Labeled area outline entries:
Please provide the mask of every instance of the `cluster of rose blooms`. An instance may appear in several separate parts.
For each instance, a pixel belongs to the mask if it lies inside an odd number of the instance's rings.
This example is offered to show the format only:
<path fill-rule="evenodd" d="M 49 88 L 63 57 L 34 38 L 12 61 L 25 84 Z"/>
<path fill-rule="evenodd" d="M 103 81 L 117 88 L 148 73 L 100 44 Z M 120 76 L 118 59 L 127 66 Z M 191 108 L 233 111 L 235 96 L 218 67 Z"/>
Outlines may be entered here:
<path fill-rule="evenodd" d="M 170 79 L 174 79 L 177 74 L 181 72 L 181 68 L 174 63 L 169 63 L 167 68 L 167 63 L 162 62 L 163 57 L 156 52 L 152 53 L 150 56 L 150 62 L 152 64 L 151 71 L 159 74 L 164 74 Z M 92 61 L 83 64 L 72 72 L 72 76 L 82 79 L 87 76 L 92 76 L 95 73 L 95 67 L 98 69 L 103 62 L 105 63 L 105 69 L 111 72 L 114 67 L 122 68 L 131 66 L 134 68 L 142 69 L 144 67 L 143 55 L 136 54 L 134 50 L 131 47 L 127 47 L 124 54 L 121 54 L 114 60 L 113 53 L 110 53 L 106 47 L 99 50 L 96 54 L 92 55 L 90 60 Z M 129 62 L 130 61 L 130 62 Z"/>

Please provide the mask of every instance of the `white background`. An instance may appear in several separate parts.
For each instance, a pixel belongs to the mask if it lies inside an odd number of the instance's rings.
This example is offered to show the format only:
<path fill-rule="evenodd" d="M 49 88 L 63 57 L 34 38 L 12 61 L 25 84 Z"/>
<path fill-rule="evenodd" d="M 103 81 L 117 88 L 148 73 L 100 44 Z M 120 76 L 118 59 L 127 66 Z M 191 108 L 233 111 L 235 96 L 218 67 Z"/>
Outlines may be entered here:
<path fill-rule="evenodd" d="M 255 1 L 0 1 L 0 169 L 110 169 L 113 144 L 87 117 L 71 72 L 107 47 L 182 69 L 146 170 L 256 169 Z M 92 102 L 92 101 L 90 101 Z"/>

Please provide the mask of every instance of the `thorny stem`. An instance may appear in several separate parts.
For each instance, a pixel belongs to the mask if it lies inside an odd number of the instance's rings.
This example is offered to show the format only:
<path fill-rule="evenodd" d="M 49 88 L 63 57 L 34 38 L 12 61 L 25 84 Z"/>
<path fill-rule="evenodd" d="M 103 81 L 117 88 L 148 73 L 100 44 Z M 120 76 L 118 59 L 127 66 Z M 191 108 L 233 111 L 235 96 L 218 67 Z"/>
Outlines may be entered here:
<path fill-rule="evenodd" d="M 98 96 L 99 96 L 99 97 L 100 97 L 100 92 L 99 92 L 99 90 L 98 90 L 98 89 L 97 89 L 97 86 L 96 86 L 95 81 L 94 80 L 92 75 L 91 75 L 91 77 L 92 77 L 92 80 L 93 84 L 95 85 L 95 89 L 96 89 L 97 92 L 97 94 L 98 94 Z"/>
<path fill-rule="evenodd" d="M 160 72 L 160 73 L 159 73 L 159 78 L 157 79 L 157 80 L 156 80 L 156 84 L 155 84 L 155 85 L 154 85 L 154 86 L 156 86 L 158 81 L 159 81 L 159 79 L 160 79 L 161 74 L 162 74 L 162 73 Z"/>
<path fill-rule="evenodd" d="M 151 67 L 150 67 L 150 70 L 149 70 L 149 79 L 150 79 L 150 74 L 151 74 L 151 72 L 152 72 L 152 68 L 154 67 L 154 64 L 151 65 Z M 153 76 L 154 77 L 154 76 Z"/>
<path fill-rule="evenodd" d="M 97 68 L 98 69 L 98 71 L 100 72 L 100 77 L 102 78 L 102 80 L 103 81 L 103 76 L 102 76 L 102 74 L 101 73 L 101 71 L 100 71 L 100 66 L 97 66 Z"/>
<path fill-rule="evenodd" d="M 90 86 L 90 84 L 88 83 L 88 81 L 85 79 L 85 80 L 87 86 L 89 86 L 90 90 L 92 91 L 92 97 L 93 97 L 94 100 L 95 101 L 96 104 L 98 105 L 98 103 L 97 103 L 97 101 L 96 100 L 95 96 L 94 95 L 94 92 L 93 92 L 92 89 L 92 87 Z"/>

__PROBLEM REQUIREMENTS__.
Extract all of the material exactly as it is written.

__ANSWER__.
Please provide the mask of every instance of the `cluster of rose blooms`. An instance may appear in several separate parts.
For each instance, a pixel belongs to the mask if it lies inside an odd number of the instance's rings.
This example is offered to show the format only:
<path fill-rule="evenodd" d="M 49 88 L 63 57 L 34 38 L 12 61 L 25 84 Z"/>
<path fill-rule="evenodd" d="M 103 81 L 117 88 L 148 73 L 100 44 Z M 120 76 L 118 59 L 127 66 Z M 191 108 L 233 111 L 235 96 L 218 67 Z"/>
Outlines may be entered here:
<path fill-rule="evenodd" d="M 170 79 L 174 79 L 177 74 L 181 72 L 181 68 L 174 63 L 169 63 L 167 68 L 167 63 L 162 62 L 163 57 L 156 52 L 152 53 L 150 56 L 150 62 L 152 64 L 151 71 L 159 74 L 164 74 Z M 92 61 L 83 64 L 72 72 L 72 76 L 82 79 L 87 76 L 92 76 L 95 73 L 95 67 L 98 69 L 103 62 L 105 63 L 105 69 L 111 72 L 114 67 L 122 68 L 131 66 L 134 68 L 142 69 L 144 67 L 143 55 L 136 54 L 134 50 L 131 47 L 127 47 L 124 54 L 121 54 L 114 60 L 113 53 L 110 53 L 106 47 L 99 50 L 96 54 L 92 55 L 90 60 Z M 129 62 L 130 61 L 130 62 Z"/>

Please provide the mask of every instance of the `white background`. An instance may appear in several separate parts.
For each instance, a pixel belongs to the mask if it lies inside an odd number of the instance's rings.
This example is offered to show the format only:
<path fill-rule="evenodd" d="M 49 88 L 63 57 L 34 38 L 12 61 L 25 84 Z"/>
<path fill-rule="evenodd" d="M 103 81 L 117 88 L 148 73 L 100 44 Z M 120 76 L 118 59 L 127 66 Z M 191 108 L 233 111 L 235 96 L 218 67 Z"/>
Outlines may be entered here:
<path fill-rule="evenodd" d="M 255 1 L 0 1 L 0 169 L 110 169 L 113 144 L 87 117 L 71 72 L 107 47 L 182 69 L 146 170 L 256 169 Z M 92 102 L 92 101 L 90 101 Z"/>

Please provide the mask of every instance of the `thorny stem`. An instance may appear in several separate parts.
For each instance, a pixel belongs to the mask if it lies inside an odd number of the instance's rings.
This example is offered to show the format only:
<path fill-rule="evenodd" d="M 49 88 L 63 57 L 34 38 L 12 61 L 25 84 Z"/>
<path fill-rule="evenodd" d="M 103 81 L 117 88 L 148 73 L 100 44 Z M 120 76 L 118 59 L 127 66 Z M 191 108 L 233 111 L 235 96 L 218 67 Z"/>
Outlines may be entered here:
<path fill-rule="evenodd" d="M 98 96 L 99 96 L 99 97 L 100 97 L 100 92 L 99 92 L 99 90 L 98 90 L 98 89 L 97 89 L 97 86 L 96 86 L 95 81 L 94 80 L 92 75 L 91 75 L 91 77 L 92 77 L 92 80 L 93 84 L 95 85 L 95 89 L 96 89 L 97 92 L 97 94 L 98 94 Z"/>
<path fill-rule="evenodd" d="M 160 72 L 160 73 L 159 73 L 159 78 L 157 79 L 157 80 L 156 80 L 156 84 L 155 84 L 155 85 L 154 85 L 154 86 L 156 86 L 158 81 L 159 81 L 159 79 L 160 79 L 161 74 L 162 74 L 162 73 Z"/>
<path fill-rule="evenodd" d="M 151 67 L 150 67 L 150 70 L 149 70 L 149 79 L 150 79 L 150 74 L 151 74 L 151 72 L 152 72 L 152 68 L 154 67 L 154 64 L 151 65 Z M 153 76 L 154 77 L 154 76 Z"/>
<path fill-rule="evenodd" d="M 97 68 L 98 69 L 98 71 L 100 72 L 100 77 L 102 78 L 102 80 L 103 81 L 103 76 L 102 76 L 102 74 L 101 73 L 101 71 L 100 71 L 100 66 L 97 66 Z"/>
<path fill-rule="evenodd" d="M 90 86 L 90 84 L 88 83 L 88 81 L 85 79 L 85 80 L 87 86 L 89 86 L 90 90 L 92 91 L 92 97 L 93 97 L 94 100 L 95 101 L 96 104 L 98 105 L 98 103 L 97 103 L 97 101 L 96 100 L 95 96 L 94 95 L 94 92 L 93 92 L 92 89 L 92 87 Z"/>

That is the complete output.